■ Objective ■
Reproduce each of the records below verbatim, keeping every line unchanged.

Rows of bounding-box annotation data:

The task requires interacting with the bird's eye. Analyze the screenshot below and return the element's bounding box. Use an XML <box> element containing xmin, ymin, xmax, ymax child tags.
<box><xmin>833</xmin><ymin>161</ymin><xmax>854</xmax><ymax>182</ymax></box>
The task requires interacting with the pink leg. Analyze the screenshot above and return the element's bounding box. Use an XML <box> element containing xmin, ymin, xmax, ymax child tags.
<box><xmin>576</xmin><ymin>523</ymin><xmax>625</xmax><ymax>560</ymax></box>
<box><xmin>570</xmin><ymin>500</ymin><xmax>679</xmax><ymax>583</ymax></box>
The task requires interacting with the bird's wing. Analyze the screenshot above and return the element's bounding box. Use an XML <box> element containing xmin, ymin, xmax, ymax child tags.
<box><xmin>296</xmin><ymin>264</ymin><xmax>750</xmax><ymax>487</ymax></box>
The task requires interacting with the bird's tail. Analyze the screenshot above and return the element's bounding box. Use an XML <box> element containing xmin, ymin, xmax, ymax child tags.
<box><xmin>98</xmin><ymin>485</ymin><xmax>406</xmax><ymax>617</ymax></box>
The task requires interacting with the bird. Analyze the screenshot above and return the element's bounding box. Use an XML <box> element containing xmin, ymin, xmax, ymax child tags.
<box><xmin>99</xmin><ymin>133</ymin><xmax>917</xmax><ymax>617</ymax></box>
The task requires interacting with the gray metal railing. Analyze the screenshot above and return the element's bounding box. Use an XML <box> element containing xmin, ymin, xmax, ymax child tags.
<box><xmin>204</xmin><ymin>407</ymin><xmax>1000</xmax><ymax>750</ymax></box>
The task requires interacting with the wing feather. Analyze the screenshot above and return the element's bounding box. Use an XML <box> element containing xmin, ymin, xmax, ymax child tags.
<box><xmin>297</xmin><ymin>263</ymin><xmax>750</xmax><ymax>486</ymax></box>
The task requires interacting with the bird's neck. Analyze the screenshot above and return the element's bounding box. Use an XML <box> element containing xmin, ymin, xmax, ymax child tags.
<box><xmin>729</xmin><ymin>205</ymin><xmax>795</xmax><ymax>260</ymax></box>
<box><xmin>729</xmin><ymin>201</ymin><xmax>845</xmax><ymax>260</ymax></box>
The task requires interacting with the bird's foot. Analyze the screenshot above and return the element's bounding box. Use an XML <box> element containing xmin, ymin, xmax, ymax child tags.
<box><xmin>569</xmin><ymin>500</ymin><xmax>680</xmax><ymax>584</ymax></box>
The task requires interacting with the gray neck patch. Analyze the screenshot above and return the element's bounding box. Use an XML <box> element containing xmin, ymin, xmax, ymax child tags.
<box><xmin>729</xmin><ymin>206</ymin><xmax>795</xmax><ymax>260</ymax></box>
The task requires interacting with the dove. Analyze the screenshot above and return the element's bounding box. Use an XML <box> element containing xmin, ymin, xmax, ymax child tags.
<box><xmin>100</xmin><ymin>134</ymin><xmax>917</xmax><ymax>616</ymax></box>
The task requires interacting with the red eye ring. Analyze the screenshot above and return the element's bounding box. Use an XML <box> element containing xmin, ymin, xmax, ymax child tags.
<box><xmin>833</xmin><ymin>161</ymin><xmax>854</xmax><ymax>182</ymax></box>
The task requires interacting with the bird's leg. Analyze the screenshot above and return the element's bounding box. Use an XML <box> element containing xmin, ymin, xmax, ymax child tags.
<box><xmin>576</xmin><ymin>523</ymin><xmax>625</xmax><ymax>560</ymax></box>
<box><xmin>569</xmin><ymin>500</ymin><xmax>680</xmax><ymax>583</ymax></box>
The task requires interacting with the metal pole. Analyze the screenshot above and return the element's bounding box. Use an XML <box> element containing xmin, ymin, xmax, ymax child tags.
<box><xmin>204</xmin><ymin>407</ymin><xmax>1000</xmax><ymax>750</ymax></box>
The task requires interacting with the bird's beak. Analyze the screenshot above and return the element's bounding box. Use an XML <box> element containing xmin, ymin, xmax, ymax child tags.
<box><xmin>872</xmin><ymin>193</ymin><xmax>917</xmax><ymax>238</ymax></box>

■ Solution below ■
The task requires interacting with the bird's eye. Analyze the screenshot below and return the element's bounding box. Use an XML <box> element containing xmin, ymin, xmax, ymax child tags.
<box><xmin>833</xmin><ymin>161</ymin><xmax>854</xmax><ymax>182</ymax></box>
The task requires interacting with the pink leg. Analyze the screenshot above and return the element's bounding box. Use an XML <box> element containing xmin, ymin, xmax, ymax child tags.
<box><xmin>576</xmin><ymin>523</ymin><xmax>625</xmax><ymax>560</ymax></box>
<box><xmin>570</xmin><ymin>500</ymin><xmax>679</xmax><ymax>583</ymax></box>
The task requires interacting with the bird's wing. Analyze the screenshot above and return the element's bounding box. Use an XML <box> element containing xmin, ymin, xmax, ymax child tags.
<box><xmin>296</xmin><ymin>264</ymin><xmax>750</xmax><ymax>487</ymax></box>
The task requires interacting with the bird's tail. Analyze the screenshot above and return the element's bounding box. Use an XML <box> element containing xmin, ymin, xmax, ymax child tags.
<box><xmin>98</xmin><ymin>485</ymin><xmax>406</xmax><ymax>617</ymax></box>
The task requires interacting with the bird. Analyze the screenshot above and return the element's bounding box. Use an XML <box> element containing xmin, ymin, xmax, ymax child tags.
<box><xmin>99</xmin><ymin>133</ymin><xmax>917</xmax><ymax>617</ymax></box>
The task requires interacting with the gray metal railing. Analyze the screenshot above and return the element's bounding box. Use an XML <box> element containing xmin, ymin, xmax, ymax child tags.
<box><xmin>204</xmin><ymin>407</ymin><xmax>1000</xmax><ymax>750</ymax></box>
The task requires interacting with the wing feather. Analyze the screenshot above and return the element's bounding box. Use an XML <box> element containing xmin, ymin, xmax, ymax child tags.
<box><xmin>297</xmin><ymin>263</ymin><xmax>750</xmax><ymax>486</ymax></box>
The task requires interacting with the bird's neck. Analyze the screenshot above and return the element's bounding box. Use an XML <box> element containing xmin, ymin, xmax, ymax child tags.
<box><xmin>729</xmin><ymin>205</ymin><xmax>795</xmax><ymax>260</ymax></box>
<box><xmin>729</xmin><ymin>201</ymin><xmax>845</xmax><ymax>260</ymax></box>
The task requires interacting with the bird's foot. Analyze the screenshot above and return the element's bounding box. Use an XML <box> element containing xmin, ymin, xmax, ymax child tags.
<box><xmin>569</xmin><ymin>500</ymin><xmax>680</xmax><ymax>584</ymax></box>
The task requires interacting with the gray neck patch. Analyze the screenshot above and return the element's bounding box. Use an XML <box> element containing xmin, ymin, xmax, ymax child tags.
<box><xmin>729</xmin><ymin>206</ymin><xmax>795</xmax><ymax>260</ymax></box>
The task requires interacting with the dove. Analyze the screenshot above and return the element's bounding box. Use an XML <box> element containing xmin, ymin, xmax, ymax child tags.
<box><xmin>100</xmin><ymin>134</ymin><xmax>917</xmax><ymax>616</ymax></box>
The task requires interacting with the red eye ring. Analyze the screenshot above and return the element's bounding box. Use an XML <box> element containing xmin, ymin, xmax, ymax child tags.
<box><xmin>833</xmin><ymin>161</ymin><xmax>854</xmax><ymax>182</ymax></box>
The task requires interacting with the bird's leg. Analyze the screenshot above and return the element's bounding box. Use an XML <box> element containing xmin, ymin, xmax, ymax child tags.
<box><xmin>576</xmin><ymin>523</ymin><xmax>625</xmax><ymax>560</ymax></box>
<box><xmin>569</xmin><ymin>500</ymin><xmax>680</xmax><ymax>583</ymax></box>
The task requires interacting with the metal pole. Analyze the screenshot above and return the element's bounding box. Use an XML <box> element containing xmin, ymin, xmax, ymax child tags.
<box><xmin>204</xmin><ymin>407</ymin><xmax>1000</xmax><ymax>750</ymax></box>
The task requires interacting with the bird's beak. Analyze the screenshot above and return the element's bounding box. Use an XML <box> element containing xmin, ymin, xmax, ymax child tags.
<box><xmin>872</xmin><ymin>193</ymin><xmax>917</xmax><ymax>238</ymax></box>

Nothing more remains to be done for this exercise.